Vorgegebener Text:
▶

Tsipras macht Tempo
22. September 2015Nur einen Tag nach seinem unerwartet klaren Wahlsieg ist Syriza-Chef Alexis Tsipras erneut als Ministerpräsident Griechenlands vereidigt worden. Unmittelbar danach warf er der EU vor, sein Land bei der Bewältigung der Flüchtlingskrise nicht ausreichend unterstützt zu haben. Der wachsende Zustrom von Migranten dürfte neben der Schuldenkrise das wichtigste Thema auf der Agenda der Regierungskoalition in Athen sein, die die linke Syriza erneut mit den rechtspopulistischen Unabhängigen Griechen bildet.
Auch bei der Ernennung der Minister wurde aufs Tempo gedrückt: Das neue Kabinett werde am Mittwoch vorgestellt, kündigte der Vorsitzende der Unabhängigen Griechen, Panos Kammenos, an. Er war bislang Verteidigungsminister. Nach Angaben aus der Syriza-Partei behält Finanzminister Euklid Tsakalotos das für die Verhandlungen mit den internationalen Gläubigern zentrale Ressort.
"EU hat uns nicht geschützt"
Die EU habe unglücklicherweise keine Schritte unternommen, Griechenland vor einer "Flüchtlingswelle zu schützen, die unkontrollierte Dimensionen angenommen hat", sagte Tsipras. Griechenland sieht sich in diesem Jahr mit zehntausenden Migranten konfrontiert, die aber größtenteils nicht dort bleiben wollen. Zur Flüchtlingskrise tagt am Mittwoch ein EU-Sondergipfel, an dem auch Tsipras teilnehmen dürfte.
Vor Syriza-Funktionären erklärte Tsipras, die Schuldengespräche mit den Geldgebern seien "die erste entscheidende Schlacht". Tsipras war im Januar erstmals mit dem Versprechen ins Amt gekommen, den Reformkurs der Euro-Zone zu verlassen. Unter dem Druck der nahenden Staatspleite hatte er dann aber im Sommer das dritte Reformprogramm unterschrieben und war zurückgetreten.
Das Hilfs- und Reformpaket sichert dem bereits seit 2010 vom Kapitalmarkt abgeschnittenen Land weitere 86 Milliarden Euro zu - wenn die Reformen umgesetzt werden. Die erste Überprüfung findet im Oktober statt. Dann steht auch eine erneute Bestandsaufnahme des griechischen Schuldenbergs an, der 2016 auf über 200 Prozent des BIP wachsen dürfte. Einen Schuldenerlass lehnen die anderen Euro-Länder ab; ein solcher "Haircut" würde tiefe Löcher in ihre Etats reißen.
Berlin: Wer unterschrieben hat, muss liefern
Der Präsident der EU-Kommission, Jean-Claude Juncker, ermahnte die Griechen, auf dem vereinbarten Reformkurs zu bleiben. Er schrieb Tsipras: "Griechenland benötigt jetzt die breite Unterstützung aller Parteien, Stabilität und die zügige Umsetzung der Reformen, damit Vertrauen wiederkehren kann." Die Bundesregierung erklärte, sie gehe davon aus, dass ein Ministerpräsident, der die Reformvereinbarung ausgehandelt und unterschrieben habe, auch für deren Umsetzung sorgen werde.

◀

Aufgabe 1: Schreiben Sie aus dem Tsipras-Artikel den Abschnitt von „Auch bei der“ bis einschließlich „Gläubigern zentrale Ressort.“ wortgetreu heraus.
Aufgabe 2: Fassen Sie den Absatz des Tsipras-Artikels, der mit „Das Hilfs- und Reformpaket sichert“ beginnt, als Stichpunktliste zusammen und behalten Sie dabei seine wesentlichen Fakten bei.
Das Material hat keinen Bezug zum Tsipras-Artikel.

Datenabschnitt:
▶

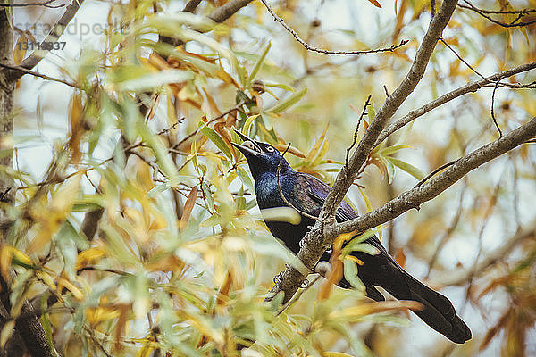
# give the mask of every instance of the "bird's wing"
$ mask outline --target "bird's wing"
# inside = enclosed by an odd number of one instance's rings
[[[303,172],[298,172],[298,179],[305,181],[304,186],[307,187],[307,195],[313,201],[317,203],[322,208],[331,187],[326,183],[316,178],[313,175]],[[339,209],[337,210],[337,214],[335,216],[337,221],[339,222],[344,222],[357,217],[359,217],[359,215],[344,200],[339,205]],[[398,266],[398,263],[397,263],[397,262],[389,254],[389,253],[387,253],[387,250],[383,247],[381,242],[380,242],[380,239],[378,239],[376,236],[370,237],[365,242],[374,246],[380,251],[380,253],[388,256],[389,261],[391,261],[396,266]]]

◀

Ausgabe 1:
Auch bei der Ernennung der Minister wurde aufs Tempo gedrückt: Das neue Kabinett werde am Mittwoch vorgestellt, kündigte der Vorsitzende der Unabhängigen Griechen, Panos Kammenos, an. Er war bislang Verteidigungsminister. Nach Angaben aus der Syriza-Partei behält Finanzminister Euklid Tsakalotos das für die Verhandlungen mit den internationalen Gläubigern zentrale Ressort.

Ausgabe 2:
- Das Hilfs- und Reformpaket sichert Griechenland, das seit 2010 vom Kapitalmarkt abgeschnitten ist, weitere 86 Milliarden Euro zu, sofern die Reformen umgesetzt werden.
- Die erste Überprüfung findet im Oktober statt, zusammen mit einer erneuten Bestandsaufnahme des Schuldenbergs.
- Der Schuldenberg dürfte 2016 auf über 200 Prozent des BIP wachsen.
- Die anderen Euro-Länder lehnen einen Schuldenerlass ab, weil ein solcher „Haircut“ tiefe Löcher in ihre Etats reißen würde.